◆ TASK OBJECTIVE: Can you output each line of the data below as a JSON list of strings, one string per line, with blank lines and the pictures left out?

◆ MATERIAL SUPPLIED:
********************

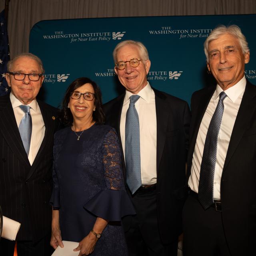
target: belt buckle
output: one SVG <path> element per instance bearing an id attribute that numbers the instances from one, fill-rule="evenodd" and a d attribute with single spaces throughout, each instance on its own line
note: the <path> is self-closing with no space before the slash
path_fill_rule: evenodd
<path id="1" fill-rule="evenodd" d="M 221 208 L 221 202 L 215 202 L 214 205 L 215 206 L 215 210 L 217 212 L 222 212 Z"/>

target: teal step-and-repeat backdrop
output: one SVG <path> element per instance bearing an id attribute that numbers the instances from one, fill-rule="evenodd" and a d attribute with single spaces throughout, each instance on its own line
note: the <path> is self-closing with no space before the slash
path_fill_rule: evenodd
<path id="1" fill-rule="evenodd" d="M 76 78 L 87 76 L 100 87 L 103 102 L 123 90 L 116 76 L 112 53 L 131 39 L 148 51 L 150 85 L 186 100 L 195 90 L 215 83 L 207 74 L 203 43 L 220 24 L 240 27 L 249 42 L 245 75 L 256 84 L 256 14 L 161 16 L 46 20 L 30 32 L 30 52 L 40 58 L 45 79 L 40 97 L 57 107 Z"/>

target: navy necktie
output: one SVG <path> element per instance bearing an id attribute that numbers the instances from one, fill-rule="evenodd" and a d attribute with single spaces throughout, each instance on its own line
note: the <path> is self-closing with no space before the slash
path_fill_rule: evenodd
<path id="1" fill-rule="evenodd" d="M 132 95 L 125 121 L 125 165 L 126 182 L 132 194 L 141 186 L 140 123 L 135 108 L 139 95 Z"/>
<path id="2" fill-rule="evenodd" d="M 218 137 L 224 110 L 223 100 L 226 97 L 224 92 L 219 99 L 208 128 L 201 164 L 198 186 L 198 200 L 204 209 L 214 203 L 213 182 L 216 163 Z"/>
<path id="3" fill-rule="evenodd" d="M 23 116 L 20 123 L 19 131 L 25 150 L 27 155 L 28 156 L 32 133 L 32 119 L 30 115 L 30 107 L 29 106 L 21 105 L 20 108 L 25 113 L 25 116 Z"/>

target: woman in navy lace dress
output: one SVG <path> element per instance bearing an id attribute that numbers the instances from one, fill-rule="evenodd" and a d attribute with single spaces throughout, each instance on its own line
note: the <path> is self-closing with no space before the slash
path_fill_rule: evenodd
<path id="1" fill-rule="evenodd" d="M 79 242 L 74 250 L 79 256 L 127 255 L 121 218 L 135 213 L 124 188 L 117 136 L 102 124 L 101 105 L 94 82 L 75 80 L 61 111 L 69 126 L 55 136 L 51 244 Z"/>

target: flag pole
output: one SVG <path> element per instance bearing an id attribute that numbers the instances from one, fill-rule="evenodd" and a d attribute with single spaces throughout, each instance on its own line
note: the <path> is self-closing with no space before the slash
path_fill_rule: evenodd
<path id="1" fill-rule="evenodd" d="M 9 10 L 9 0 L 5 0 L 5 5 L 4 6 L 4 18 L 7 23 L 8 21 L 8 10 Z"/>

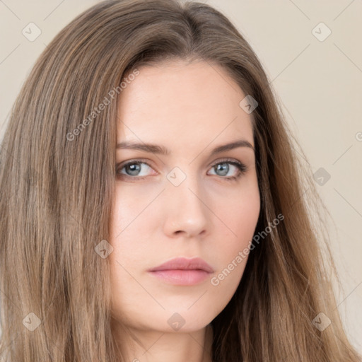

********************

◆ RESPONSE:
[
  "target: belt buckle",
  "output: one SVG <path> element per instance bearing an id attribute that numbers the instances from one, fill-rule=\"evenodd\" and a d attribute with single spaces throughout, each instance on its own line",
  "note: the <path> is self-closing with no space before the slash",
  "path_fill_rule: evenodd",
  "<path id=\"1\" fill-rule=\"evenodd\" d=\"M 221 208 L 221 202 L 215 202 L 214 205 L 215 206 L 215 210 L 217 212 L 222 212 Z\"/>",
  "target: teal step-and-repeat backdrop",
  "output: one SVG <path> element per instance bearing an id attribute that numbers the instances from one, fill-rule=\"evenodd\" and a d attribute with single spaces throughout, each instance on its own line",
  "note: the <path> is self-closing with no space before the slash",
  "path_fill_rule: evenodd",
  "<path id=\"1\" fill-rule=\"evenodd\" d=\"M 76 78 L 87 76 L 100 87 L 103 102 L 123 90 L 116 76 L 112 53 L 131 39 L 148 51 L 150 85 L 186 100 L 195 90 L 215 83 L 207 74 L 203 43 L 220 24 L 240 27 L 249 42 L 245 75 L 256 84 L 256 14 L 161 16 L 46 20 L 30 32 L 30 52 L 40 58 L 45 79 L 40 97 L 57 107 Z\"/>",
  "target: navy necktie",
  "output: one SVG <path> element per instance bearing an id attribute that numbers the instances from one, fill-rule=\"evenodd\" and a d attribute with single spaces throughout, each instance on its own line",
  "note: the <path> is self-closing with no space before the slash",
  "path_fill_rule: evenodd",
  "<path id=\"1\" fill-rule=\"evenodd\" d=\"M 132 95 L 125 121 L 125 165 L 126 182 L 132 194 L 141 186 L 140 123 L 135 108 L 139 95 Z\"/>",
  "<path id=\"2\" fill-rule=\"evenodd\" d=\"M 218 137 L 224 110 L 223 100 L 226 97 L 224 92 L 219 99 L 208 128 L 201 164 L 198 186 L 198 200 L 204 209 L 214 203 L 213 182 L 216 163 Z\"/>",
  "<path id=\"3\" fill-rule=\"evenodd\" d=\"M 23 116 L 20 123 L 19 131 L 25 150 L 27 155 L 28 156 L 32 133 L 32 119 L 30 115 L 30 107 L 29 106 L 21 105 L 20 108 L 25 113 L 25 116 Z\"/>",
  "target: woman in navy lace dress",
  "output: one SVG <path> element per instance bearing an id attribute that numbers the instances from one, fill-rule=\"evenodd\" and a d attribute with single spaces throughout, each instance on its own line",
  "note: the <path> is self-closing with no space before the slash",
  "path_fill_rule: evenodd",
  "<path id=\"1\" fill-rule=\"evenodd\" d=\"M 79 242 L 74 250 L 79 256 L 127 255 L 121 218 L 135 213 L 124 188 L 117 136 L 102 124 L 101 105 L 94 82 L 75 80 L 61 111 L 69 126 L 55 136 L 51 244 Z\"/>",
  "target: flag pole",
  "output: one SVG <path> element per instance bearing an id attribute that numbers the instances from one, fill-rule=\"evenodd\" and a d attribute with single spaces throughout, each instance on its own line",
  "note: the <path> is self-closing with no space before the slash",
  "path_fill_rule: evenodd",
  "<path id=\"1\" fill-rule=\"evenodd\" d=\"M 9 10 L 9 0 L 5 0 L 5 5 L 4 6 L 4 18 L 7 23 L 8 21 L 8 10 Z\"/>"
]